■ **Prompt A**: In the capstone notebook, which method returns a list of all tables in the HTML page?

■ **Excerpt to read**:
# Applied Data Science Capstone
## IBM Data Science Professional Certificate - Course #9
### By: Ahmed Sadek

## Table of Contents
* [Introduction](#intro)
* [Scraping Wikipedia Table](#wiki)
* [Clustering](#clus)


<a id='intro' ></a>
## Introduction

>This notebook will be used to complete the final project **(Battle of the Neighbourhoods)** of the IBM Data Science Professional Certificate.

In [1]:
import pandas as pd
import numpy as np
print('Hello Capstone Project Course!')

Hello Capstone Project Course!


<a id='wiki' ></a>
## Getting the data from Wikipedia

>Now we will scrape the table of boroughs and neighbourhoods from wikipedia's Canadian Postal Codes table which you can find [here](https://en.wikipedia.org/wiki/List_of_postal_codes_of_Canada:_M).


In [2]:
#link to the table.
link='https://en.wikipedia.org/wiki/List_of_postal_codes_of_Canada:_M'
#the read_html method returns a list of all tables in the html page
ls = pd.read_html(link,header=0)
#we're only interested in the first table, so we pick it as our dataframe
df = ls[0]
# checking to see everything worked smoothly.
df.head()

Unnamed: 0,Postal Code,Borough,Neighbourhood
0,M1A,Not assigned,Not assigned
1,M2A,Not assigned,Not assigned
2,M3A,North York,Parkwoods
3,M4A,North York,Victoria Village
4,M5A,Downtown Toronto,"Regent Park, Harbourfront"


In [3]:
#drop rows where Borough is Not assigned
df = df[df['Borough'] != 'Not assigned']
#confirm
df.head()

■ **Prompt B**: Reproduce the listing from its first line through the line containing "[[424, 114, 456, 136], [240, 123, 260, 140]]", both included. Keep every line as it is, but add 136 to each bounding-box coordinate in the answers.

■ **Supplied data**:
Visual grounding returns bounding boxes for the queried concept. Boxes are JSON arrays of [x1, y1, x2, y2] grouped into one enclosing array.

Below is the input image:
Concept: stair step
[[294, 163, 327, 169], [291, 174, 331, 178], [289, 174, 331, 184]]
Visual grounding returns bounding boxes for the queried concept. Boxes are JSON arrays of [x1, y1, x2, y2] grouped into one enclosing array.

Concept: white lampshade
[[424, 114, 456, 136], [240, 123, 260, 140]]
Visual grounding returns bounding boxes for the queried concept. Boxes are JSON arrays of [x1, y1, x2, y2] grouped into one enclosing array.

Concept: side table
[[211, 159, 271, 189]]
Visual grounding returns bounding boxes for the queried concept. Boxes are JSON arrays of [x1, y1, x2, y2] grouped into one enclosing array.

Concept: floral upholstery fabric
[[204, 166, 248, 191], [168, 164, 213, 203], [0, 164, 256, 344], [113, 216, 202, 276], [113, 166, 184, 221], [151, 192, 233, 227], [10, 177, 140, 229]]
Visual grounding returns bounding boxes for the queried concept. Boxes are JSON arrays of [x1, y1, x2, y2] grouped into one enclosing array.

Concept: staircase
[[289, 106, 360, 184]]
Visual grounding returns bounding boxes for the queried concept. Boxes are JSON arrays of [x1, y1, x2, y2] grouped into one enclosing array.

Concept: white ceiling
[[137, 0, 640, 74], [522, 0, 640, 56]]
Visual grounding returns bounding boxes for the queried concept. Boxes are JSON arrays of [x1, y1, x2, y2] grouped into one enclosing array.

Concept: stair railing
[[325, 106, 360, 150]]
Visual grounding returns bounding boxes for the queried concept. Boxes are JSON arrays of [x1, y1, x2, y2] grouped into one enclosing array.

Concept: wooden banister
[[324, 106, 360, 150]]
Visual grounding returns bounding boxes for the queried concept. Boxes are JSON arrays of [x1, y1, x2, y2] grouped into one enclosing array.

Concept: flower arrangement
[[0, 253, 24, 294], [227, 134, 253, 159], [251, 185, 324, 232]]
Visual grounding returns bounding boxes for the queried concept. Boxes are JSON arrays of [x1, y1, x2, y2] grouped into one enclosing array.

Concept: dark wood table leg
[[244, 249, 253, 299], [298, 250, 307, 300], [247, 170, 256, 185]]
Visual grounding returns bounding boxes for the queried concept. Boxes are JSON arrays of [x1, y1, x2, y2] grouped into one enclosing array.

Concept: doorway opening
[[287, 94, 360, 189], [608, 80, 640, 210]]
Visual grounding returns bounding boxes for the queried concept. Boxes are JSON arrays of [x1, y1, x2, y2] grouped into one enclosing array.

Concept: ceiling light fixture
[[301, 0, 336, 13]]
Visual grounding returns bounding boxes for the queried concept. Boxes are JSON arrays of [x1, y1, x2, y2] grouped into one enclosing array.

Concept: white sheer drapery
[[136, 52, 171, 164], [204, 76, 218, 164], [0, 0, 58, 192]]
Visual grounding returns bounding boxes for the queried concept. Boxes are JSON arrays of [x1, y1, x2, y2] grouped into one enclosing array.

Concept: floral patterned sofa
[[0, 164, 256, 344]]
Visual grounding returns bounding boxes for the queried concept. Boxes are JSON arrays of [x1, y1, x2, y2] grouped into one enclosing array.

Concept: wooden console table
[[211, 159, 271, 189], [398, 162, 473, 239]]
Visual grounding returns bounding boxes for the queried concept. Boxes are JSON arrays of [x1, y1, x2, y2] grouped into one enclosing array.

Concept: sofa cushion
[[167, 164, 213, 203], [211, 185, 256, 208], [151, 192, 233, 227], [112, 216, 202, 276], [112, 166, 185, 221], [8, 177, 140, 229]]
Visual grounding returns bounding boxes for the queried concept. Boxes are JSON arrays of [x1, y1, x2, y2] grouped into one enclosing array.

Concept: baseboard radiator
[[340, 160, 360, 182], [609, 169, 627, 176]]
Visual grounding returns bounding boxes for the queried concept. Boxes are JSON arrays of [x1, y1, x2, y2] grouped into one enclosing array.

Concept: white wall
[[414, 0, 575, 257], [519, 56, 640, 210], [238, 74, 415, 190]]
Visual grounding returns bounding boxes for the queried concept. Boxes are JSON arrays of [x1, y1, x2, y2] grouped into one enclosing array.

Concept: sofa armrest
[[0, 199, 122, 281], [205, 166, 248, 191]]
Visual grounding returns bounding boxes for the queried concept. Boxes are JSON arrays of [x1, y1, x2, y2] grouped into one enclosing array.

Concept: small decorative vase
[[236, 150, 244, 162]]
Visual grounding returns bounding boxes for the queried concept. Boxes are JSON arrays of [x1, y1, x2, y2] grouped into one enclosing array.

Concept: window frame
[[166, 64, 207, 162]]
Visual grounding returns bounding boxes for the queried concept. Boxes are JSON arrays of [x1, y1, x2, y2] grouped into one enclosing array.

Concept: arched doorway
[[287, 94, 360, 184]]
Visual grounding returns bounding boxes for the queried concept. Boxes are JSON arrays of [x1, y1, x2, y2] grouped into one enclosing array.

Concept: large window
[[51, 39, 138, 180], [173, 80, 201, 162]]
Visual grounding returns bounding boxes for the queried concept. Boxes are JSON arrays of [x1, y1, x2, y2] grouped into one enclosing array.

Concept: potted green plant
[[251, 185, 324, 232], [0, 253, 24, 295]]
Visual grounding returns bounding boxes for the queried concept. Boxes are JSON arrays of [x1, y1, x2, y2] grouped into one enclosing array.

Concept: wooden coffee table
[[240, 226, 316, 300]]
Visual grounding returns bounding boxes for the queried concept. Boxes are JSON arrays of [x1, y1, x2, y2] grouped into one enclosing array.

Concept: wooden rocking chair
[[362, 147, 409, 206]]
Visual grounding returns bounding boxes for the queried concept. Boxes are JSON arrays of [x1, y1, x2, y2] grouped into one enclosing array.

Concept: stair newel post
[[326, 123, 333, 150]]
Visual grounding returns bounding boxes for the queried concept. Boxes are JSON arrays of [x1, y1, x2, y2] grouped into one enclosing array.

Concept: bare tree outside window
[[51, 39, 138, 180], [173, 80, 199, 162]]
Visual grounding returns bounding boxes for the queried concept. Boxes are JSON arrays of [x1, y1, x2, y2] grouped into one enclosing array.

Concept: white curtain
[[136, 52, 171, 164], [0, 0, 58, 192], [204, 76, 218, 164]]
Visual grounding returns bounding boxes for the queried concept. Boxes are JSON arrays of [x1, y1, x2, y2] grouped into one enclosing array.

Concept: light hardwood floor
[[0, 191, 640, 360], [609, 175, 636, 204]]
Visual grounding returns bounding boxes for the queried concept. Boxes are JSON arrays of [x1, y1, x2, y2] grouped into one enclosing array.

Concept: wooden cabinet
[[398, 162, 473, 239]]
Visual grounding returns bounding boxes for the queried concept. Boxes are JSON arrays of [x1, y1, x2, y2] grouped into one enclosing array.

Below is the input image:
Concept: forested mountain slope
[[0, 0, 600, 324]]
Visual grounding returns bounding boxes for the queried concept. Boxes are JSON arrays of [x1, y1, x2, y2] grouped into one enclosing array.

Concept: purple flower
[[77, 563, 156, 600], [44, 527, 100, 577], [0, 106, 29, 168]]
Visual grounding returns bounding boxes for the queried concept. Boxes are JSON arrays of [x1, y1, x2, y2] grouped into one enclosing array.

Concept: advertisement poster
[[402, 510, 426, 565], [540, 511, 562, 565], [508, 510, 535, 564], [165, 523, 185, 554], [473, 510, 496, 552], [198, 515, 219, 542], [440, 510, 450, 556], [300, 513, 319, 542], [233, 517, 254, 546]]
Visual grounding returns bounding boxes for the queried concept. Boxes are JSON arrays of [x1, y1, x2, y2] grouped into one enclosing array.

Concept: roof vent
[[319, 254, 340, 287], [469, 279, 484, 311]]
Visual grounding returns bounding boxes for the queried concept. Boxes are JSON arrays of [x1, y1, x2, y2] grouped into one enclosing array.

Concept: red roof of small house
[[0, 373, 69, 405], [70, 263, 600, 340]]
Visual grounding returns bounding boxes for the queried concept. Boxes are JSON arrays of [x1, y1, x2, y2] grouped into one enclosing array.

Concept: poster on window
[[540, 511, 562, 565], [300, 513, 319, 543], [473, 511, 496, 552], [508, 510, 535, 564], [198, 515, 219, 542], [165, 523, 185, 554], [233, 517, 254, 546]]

■ **Task output A**: The read_html method.

■ **Task output B**:
Visual grounding returns bounding boxes for the queried concept. Boxes are JSON arrays of [x1, y1, x2, y2] grouped into one enclosing array.

Below is the input image:
Concept: stair step
[[430, 299, 463, 305], [427, 310, 467, 314], [425, 310, 467, 320]]
Visual grounding returns bounding boxes for the queried concept. Boxes are JSON arrays of [x1, y1, x2, y2] grouped into one enclosing array.

Concept: white lampshade
[[560, 250, 592, 272], [376, 259, 396, 276]]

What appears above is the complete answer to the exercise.